Work instructions: Copy out each line of the data that holds the string "every".

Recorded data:
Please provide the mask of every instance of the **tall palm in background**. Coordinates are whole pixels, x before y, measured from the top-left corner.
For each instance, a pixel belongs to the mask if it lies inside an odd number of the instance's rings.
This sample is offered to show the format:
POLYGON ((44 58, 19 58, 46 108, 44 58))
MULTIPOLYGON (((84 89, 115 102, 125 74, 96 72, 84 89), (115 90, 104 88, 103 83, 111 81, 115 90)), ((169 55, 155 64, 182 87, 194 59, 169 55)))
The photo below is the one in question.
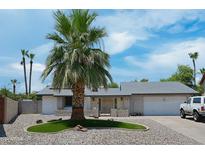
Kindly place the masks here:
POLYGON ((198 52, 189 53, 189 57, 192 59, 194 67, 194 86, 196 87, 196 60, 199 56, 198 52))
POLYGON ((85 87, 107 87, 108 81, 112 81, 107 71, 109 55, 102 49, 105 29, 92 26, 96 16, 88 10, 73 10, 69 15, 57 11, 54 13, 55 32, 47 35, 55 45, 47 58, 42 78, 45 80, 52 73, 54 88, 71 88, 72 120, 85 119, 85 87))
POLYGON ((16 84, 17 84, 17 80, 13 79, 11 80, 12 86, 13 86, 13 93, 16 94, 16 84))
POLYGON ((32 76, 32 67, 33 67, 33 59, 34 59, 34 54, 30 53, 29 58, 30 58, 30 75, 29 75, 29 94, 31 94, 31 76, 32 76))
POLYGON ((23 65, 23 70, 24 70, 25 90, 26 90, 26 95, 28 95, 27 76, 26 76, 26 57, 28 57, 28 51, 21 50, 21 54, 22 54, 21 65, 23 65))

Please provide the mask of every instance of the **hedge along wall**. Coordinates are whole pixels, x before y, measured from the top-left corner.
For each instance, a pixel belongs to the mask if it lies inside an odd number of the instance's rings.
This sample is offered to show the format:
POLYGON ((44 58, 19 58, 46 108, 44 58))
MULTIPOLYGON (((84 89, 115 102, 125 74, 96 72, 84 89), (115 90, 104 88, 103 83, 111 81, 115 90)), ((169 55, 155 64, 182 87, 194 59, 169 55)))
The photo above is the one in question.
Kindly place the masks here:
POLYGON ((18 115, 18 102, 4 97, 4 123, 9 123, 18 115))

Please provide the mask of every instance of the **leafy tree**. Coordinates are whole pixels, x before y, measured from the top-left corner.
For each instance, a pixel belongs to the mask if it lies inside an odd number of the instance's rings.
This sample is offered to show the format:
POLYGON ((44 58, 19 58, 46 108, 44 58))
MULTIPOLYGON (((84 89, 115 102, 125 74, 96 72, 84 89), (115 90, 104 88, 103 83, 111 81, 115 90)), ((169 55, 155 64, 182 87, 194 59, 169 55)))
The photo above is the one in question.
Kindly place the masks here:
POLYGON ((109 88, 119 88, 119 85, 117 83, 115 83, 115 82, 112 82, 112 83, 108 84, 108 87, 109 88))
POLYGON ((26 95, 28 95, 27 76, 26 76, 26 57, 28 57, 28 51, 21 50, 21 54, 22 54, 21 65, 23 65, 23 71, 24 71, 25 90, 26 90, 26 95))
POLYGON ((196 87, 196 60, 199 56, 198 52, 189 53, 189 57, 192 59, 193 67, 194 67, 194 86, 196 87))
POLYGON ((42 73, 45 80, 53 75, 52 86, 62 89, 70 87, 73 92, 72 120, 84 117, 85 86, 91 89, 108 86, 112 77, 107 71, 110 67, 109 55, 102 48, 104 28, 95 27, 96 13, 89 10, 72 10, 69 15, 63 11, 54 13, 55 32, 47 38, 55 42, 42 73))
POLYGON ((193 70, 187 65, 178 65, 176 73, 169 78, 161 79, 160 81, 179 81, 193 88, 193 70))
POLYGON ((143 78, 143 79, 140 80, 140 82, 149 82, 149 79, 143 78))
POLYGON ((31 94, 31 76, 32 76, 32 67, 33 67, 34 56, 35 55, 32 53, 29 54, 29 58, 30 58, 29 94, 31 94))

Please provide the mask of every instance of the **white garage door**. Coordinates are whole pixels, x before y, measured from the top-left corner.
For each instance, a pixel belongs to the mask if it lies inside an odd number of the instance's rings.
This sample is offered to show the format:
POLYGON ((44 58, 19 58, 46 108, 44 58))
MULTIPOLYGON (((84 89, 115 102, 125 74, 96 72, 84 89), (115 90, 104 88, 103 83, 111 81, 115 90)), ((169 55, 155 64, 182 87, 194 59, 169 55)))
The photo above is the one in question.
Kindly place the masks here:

Task solution:
Please provide the mask of every instance of the **tall palm in background**. Coordinates are whole pixels, x before y, measured from the top-left corner.
Please provide the mask of every instance of the **hedge along wall**. Coordinates are whole pixels, x before y, measured from the top-left corner.
Please provide the mask of every instance of the **leafy tree**. Coordinates are whole pixels, x before y, measured from the top-left corner.
Please provide the mask of every instance of the **white garage door**. Coordinates are whole pixels, x before y, measured from the top-left corner.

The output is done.